# [What to do]
The following data has a line with "window latch, formatted" and a line with "# provide a point for each instance of the white sticker". Write out exactly those lines and all the lines between them.

Items from a dataset
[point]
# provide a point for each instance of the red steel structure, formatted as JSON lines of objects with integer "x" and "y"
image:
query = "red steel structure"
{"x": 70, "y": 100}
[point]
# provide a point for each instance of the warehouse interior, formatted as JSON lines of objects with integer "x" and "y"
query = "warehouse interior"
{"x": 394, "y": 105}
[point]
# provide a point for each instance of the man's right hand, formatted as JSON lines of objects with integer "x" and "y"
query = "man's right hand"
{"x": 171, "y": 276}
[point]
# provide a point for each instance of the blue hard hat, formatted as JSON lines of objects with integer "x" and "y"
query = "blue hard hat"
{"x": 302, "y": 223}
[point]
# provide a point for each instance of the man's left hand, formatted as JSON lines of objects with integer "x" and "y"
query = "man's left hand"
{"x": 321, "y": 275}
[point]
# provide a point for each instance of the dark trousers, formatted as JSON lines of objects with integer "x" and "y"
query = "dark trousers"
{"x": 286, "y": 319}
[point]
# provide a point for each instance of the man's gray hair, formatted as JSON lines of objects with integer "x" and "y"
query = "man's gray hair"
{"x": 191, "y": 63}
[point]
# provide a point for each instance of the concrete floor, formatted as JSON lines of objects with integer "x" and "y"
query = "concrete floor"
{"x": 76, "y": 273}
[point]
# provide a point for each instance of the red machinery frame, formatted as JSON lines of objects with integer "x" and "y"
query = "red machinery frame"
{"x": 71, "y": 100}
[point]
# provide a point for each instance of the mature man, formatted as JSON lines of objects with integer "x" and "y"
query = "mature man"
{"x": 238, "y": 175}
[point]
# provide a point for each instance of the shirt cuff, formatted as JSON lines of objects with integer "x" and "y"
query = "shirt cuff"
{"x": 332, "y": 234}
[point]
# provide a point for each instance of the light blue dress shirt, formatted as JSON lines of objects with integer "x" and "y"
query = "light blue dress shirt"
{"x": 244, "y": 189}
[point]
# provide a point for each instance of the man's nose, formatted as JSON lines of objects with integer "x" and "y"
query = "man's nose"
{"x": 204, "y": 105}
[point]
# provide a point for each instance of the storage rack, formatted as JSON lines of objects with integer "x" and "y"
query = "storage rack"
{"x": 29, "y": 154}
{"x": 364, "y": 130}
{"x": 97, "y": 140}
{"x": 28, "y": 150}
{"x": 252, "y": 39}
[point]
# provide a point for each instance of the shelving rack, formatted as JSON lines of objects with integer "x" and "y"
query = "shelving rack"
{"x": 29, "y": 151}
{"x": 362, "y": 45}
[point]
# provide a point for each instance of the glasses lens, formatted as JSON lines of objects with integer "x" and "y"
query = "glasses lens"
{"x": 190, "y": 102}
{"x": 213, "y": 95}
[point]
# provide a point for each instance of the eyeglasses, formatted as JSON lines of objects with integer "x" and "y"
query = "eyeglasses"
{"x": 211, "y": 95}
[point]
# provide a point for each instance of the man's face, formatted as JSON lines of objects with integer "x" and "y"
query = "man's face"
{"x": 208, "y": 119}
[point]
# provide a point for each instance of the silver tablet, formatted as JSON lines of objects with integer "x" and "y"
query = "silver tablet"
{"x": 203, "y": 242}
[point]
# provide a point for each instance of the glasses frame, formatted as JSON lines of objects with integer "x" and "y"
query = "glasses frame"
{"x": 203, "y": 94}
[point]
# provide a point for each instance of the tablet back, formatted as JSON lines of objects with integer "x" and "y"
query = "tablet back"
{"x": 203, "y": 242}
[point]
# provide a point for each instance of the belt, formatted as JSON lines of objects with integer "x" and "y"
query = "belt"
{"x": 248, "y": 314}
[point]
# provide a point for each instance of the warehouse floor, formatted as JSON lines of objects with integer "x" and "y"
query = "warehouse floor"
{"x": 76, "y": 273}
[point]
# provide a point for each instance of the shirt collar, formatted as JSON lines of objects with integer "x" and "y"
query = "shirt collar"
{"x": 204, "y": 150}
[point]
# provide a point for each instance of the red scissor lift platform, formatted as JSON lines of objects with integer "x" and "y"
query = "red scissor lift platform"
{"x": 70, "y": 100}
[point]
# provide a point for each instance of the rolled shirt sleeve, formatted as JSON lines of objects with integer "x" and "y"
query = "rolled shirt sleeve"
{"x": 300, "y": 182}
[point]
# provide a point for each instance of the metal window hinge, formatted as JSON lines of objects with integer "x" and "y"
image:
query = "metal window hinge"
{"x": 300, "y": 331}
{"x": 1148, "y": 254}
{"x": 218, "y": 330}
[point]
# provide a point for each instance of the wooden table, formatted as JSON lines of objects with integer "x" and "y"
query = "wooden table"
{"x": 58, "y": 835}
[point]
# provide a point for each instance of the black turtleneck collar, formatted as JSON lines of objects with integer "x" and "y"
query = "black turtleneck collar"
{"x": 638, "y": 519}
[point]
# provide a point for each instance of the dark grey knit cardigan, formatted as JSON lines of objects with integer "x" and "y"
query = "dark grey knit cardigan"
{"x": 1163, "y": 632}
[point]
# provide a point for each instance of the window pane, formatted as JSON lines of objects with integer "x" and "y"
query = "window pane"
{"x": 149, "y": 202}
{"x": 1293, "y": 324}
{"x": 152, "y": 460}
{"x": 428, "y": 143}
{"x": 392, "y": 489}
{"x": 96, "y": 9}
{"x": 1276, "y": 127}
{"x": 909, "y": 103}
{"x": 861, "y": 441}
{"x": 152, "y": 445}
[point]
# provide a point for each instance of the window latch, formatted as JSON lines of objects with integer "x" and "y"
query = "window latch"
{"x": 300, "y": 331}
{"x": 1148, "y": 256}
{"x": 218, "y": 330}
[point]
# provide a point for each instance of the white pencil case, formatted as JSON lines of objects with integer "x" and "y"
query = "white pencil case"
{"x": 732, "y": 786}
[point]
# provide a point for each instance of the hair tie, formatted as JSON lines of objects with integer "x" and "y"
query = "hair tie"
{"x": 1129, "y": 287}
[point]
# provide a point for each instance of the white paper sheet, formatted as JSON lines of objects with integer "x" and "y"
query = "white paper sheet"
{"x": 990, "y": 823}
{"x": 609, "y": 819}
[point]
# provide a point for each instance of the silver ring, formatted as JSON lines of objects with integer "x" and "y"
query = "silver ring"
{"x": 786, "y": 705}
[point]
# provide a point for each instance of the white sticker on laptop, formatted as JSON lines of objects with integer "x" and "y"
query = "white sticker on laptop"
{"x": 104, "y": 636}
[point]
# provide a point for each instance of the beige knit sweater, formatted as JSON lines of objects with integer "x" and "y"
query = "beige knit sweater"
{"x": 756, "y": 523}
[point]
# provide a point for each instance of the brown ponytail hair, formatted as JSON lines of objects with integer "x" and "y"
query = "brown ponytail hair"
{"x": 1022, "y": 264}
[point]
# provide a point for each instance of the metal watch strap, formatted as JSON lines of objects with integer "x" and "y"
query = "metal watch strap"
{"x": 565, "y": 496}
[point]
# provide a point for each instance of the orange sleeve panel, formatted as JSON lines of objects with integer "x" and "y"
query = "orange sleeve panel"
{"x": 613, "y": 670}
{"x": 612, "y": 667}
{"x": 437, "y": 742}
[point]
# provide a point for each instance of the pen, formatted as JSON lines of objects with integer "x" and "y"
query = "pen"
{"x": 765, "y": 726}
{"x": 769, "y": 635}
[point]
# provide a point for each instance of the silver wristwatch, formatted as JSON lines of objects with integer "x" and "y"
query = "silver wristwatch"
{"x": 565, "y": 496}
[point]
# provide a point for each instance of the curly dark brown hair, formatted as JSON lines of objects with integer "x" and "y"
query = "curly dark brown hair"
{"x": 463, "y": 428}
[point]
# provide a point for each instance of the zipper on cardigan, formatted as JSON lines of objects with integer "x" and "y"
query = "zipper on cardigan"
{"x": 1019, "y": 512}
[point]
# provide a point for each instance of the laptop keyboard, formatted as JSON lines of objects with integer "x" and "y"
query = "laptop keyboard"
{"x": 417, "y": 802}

# [Response to this task]
# provide a point for each instance of the window latch, formatted as JSON lines of objects with integer "x" and "y"
query = "window latch"
{"x": 300, "y": 331}
{"x": 1148, "y": 256}
{"x": 218, "y": 330}
[point]
# provide a point for each instance of the white pencil case, formatted as JSON lines of objects with integer "x" and "y"
query = "white pencil case"
{"x": 732, "y": 786}
[point]
# provide a point for each instance of the hair tie, formatted as JSON lines of objects with integer "x" and "y"
query = "hair tie"
{"x": 1129, "y": 287}
[point]
# provide a point for each instance of the white paper sheet, formatted as JSON lines of objects with integer "x" and "y"
query = "white paper sheet"
{"x": 990, "y": 823}
{"x": 609, "y": 819}
[point]
# provide a point for each instance of the silver ring, formatted as JSON lines of objects with integer "x" and "y"
query = "silver ring"
{"x": 786, "y": 705}
[point]
# provide a point for each instance of the white sticker on laptop, formatted as JSON lines of objects with integer "x" and "y"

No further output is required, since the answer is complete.